Write out, word for word, the stretch of lines from the start of the items through the line that contains "[[239, 70, 431, 241], [598, 179, 739, 233]]".

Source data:
↓

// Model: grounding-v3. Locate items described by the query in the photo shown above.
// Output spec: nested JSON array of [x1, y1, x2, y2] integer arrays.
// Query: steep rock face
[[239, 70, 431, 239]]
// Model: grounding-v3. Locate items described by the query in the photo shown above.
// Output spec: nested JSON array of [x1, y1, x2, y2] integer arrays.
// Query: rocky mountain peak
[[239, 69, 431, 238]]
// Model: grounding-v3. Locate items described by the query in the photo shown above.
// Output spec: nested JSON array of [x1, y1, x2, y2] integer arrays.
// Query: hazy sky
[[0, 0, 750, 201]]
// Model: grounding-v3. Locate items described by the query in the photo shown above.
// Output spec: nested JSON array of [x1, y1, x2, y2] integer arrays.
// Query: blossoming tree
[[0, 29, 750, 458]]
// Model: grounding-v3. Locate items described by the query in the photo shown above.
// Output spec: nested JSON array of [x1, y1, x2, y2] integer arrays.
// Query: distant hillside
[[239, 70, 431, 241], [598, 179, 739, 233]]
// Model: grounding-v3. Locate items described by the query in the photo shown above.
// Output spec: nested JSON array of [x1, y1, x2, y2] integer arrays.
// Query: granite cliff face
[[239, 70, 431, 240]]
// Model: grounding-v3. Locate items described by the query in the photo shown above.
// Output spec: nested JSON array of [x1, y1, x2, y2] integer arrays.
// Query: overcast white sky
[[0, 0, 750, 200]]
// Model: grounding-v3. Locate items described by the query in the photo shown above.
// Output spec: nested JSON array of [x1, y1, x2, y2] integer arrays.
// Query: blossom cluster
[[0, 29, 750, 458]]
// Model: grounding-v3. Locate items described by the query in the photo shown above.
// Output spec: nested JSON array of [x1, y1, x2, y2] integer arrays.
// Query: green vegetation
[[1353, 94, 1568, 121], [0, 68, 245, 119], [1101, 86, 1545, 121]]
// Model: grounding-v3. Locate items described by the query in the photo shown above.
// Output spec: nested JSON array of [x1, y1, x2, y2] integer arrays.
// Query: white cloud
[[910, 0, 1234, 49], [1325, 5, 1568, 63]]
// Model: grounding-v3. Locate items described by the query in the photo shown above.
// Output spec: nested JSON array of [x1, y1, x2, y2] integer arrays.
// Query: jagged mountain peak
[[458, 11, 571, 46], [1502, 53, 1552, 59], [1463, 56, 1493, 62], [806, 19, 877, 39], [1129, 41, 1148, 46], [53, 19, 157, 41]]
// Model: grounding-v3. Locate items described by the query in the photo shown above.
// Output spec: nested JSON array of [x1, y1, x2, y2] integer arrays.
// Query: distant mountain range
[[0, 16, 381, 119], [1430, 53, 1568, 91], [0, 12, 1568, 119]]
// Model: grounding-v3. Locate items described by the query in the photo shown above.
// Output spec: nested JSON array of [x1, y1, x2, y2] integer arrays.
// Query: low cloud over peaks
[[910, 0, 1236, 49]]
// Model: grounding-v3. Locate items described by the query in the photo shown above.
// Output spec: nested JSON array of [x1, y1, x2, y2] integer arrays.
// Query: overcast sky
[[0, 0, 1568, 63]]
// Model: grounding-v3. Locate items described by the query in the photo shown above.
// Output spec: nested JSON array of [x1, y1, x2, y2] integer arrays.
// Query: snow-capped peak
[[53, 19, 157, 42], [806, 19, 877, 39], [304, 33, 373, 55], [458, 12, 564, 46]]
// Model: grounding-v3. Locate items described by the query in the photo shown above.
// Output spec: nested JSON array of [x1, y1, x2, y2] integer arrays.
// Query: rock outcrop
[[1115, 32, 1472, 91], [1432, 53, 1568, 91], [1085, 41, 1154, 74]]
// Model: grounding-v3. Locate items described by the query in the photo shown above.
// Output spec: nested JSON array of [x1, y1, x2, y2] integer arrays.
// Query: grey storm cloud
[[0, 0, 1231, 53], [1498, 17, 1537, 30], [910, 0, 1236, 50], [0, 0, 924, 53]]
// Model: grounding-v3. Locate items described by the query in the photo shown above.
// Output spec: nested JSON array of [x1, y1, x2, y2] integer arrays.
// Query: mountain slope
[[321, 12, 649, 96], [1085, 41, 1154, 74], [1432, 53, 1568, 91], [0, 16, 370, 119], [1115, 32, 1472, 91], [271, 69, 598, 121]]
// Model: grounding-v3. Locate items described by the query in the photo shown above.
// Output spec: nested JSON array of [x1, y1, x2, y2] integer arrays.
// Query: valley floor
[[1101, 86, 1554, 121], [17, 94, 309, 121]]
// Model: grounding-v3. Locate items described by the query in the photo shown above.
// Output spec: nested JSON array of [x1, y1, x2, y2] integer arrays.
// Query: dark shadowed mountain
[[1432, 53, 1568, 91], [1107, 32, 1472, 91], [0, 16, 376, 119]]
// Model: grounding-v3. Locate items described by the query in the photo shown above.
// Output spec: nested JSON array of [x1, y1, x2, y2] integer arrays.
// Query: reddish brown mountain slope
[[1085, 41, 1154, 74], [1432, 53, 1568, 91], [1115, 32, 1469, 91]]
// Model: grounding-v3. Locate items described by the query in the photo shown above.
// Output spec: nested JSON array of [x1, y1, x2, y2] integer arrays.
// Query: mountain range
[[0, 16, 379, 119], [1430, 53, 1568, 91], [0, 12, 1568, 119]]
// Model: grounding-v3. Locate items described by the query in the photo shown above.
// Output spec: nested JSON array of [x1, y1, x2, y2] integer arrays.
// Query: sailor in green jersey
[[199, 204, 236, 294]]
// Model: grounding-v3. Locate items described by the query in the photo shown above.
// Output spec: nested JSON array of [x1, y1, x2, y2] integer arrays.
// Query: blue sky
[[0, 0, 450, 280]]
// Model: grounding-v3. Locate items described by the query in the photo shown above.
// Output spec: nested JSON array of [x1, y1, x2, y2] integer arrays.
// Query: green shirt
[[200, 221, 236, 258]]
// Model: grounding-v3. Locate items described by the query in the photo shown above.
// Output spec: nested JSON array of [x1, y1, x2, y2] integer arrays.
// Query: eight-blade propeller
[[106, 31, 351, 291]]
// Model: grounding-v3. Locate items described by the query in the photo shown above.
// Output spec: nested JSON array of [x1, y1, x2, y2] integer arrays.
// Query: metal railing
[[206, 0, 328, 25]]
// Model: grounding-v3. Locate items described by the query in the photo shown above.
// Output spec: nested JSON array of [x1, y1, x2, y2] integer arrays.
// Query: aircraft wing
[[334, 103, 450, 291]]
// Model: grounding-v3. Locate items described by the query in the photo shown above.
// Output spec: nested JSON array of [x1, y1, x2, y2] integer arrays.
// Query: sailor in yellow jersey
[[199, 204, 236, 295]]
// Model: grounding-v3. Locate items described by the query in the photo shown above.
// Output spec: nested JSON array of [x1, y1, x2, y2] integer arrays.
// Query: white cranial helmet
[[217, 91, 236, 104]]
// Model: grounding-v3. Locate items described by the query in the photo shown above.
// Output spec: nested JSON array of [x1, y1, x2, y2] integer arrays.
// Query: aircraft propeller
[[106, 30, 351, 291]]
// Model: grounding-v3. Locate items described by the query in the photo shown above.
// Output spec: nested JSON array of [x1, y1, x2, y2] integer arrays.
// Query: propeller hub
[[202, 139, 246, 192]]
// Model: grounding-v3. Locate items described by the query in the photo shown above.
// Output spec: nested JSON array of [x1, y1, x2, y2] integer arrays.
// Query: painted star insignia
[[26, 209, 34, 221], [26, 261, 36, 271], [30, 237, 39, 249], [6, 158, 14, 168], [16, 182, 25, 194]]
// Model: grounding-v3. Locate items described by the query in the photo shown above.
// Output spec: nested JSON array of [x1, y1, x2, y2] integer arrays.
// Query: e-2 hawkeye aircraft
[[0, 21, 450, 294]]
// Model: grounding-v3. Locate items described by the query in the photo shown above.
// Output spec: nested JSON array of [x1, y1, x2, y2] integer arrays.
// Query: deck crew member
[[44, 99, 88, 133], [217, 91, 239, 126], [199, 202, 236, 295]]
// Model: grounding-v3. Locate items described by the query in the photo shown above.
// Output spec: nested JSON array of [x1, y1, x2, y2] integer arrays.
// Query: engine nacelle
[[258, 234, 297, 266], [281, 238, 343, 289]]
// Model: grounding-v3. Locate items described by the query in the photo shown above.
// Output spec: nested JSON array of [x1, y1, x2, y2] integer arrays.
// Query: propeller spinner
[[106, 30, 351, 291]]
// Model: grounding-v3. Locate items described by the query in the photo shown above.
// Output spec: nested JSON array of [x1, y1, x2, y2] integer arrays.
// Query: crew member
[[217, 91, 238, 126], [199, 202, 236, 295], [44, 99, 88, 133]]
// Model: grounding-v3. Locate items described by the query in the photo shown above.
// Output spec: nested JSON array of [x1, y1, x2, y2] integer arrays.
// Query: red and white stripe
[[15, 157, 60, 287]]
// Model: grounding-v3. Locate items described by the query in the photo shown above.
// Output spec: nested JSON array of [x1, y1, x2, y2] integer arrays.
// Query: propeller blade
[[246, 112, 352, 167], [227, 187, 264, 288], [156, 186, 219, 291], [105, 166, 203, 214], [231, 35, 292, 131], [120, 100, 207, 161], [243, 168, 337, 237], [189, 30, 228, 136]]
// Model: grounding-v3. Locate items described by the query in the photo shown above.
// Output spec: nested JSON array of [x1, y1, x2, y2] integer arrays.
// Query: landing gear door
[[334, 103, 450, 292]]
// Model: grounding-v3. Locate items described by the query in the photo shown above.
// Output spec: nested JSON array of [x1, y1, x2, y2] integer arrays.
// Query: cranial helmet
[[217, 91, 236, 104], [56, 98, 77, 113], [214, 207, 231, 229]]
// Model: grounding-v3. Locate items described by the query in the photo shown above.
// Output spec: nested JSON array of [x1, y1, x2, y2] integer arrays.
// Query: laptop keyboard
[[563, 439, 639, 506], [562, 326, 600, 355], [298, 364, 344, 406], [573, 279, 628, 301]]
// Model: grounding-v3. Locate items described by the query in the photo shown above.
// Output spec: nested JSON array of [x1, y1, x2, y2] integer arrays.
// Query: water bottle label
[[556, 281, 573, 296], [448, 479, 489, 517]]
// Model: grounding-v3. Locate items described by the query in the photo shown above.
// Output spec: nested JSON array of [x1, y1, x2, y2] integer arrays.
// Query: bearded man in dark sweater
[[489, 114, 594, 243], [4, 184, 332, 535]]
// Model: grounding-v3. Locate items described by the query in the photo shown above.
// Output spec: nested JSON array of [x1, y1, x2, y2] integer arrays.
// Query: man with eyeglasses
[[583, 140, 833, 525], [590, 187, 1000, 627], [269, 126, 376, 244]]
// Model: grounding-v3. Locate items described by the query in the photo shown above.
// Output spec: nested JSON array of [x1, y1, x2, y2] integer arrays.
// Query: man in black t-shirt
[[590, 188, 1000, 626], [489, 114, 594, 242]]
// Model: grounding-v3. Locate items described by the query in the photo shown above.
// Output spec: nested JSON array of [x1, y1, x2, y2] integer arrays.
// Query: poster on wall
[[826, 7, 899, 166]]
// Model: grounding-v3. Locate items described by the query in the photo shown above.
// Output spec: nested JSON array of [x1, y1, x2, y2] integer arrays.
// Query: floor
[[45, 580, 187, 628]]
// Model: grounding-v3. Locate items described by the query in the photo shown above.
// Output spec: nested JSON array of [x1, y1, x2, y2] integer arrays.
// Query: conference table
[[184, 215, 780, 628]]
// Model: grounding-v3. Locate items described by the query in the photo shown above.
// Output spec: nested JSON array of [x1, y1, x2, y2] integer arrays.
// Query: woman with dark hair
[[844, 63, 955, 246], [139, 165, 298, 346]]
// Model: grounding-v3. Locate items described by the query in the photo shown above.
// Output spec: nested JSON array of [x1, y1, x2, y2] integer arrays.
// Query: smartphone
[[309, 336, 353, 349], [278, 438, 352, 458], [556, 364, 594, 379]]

↑

SOLUTION TO THE EXERCISE:
// Model: grounding-v3. Locate items described by the query in the photo shown above.
// Output spec: nested JSON array of [x1, y1, x2, y2] integer arrays.
// Query: steep rock face
[[239, 70, 431, 239]]
// Model: grounding-v3. Locate items described by the query in the photo shown above.
// Output spec: nested JSON array of [x1, y1, x2, y2] integer arrays.
// Query: rocky mountain peak
[[239, 69, 431, 238]]
// Model: grounding-v3. Locate items described by the query in the photo shown above.
// Output spec: nested JSON array of [x1, y1, x2, y2] integer arrays.
// Query: hazy sky
[[0, 0, 750, 201]]
// Model: grounding-v3. Locate items described by the query in the photo shown above.
// Output spec: nested JSON array of [x1, y1, x2, y2] integer arrays.
// Query: blossoming tree
[[0, 29, 750, 458]]
// Model: grounding-v3. Locate items described by the query in the photo shown above.
// Output spec: nested JSON array of [x1, y1, x2, y2] integer arrays.
// Query: distant hillside
[[239, 70, 431, 241], [598, 179, 739, 233]]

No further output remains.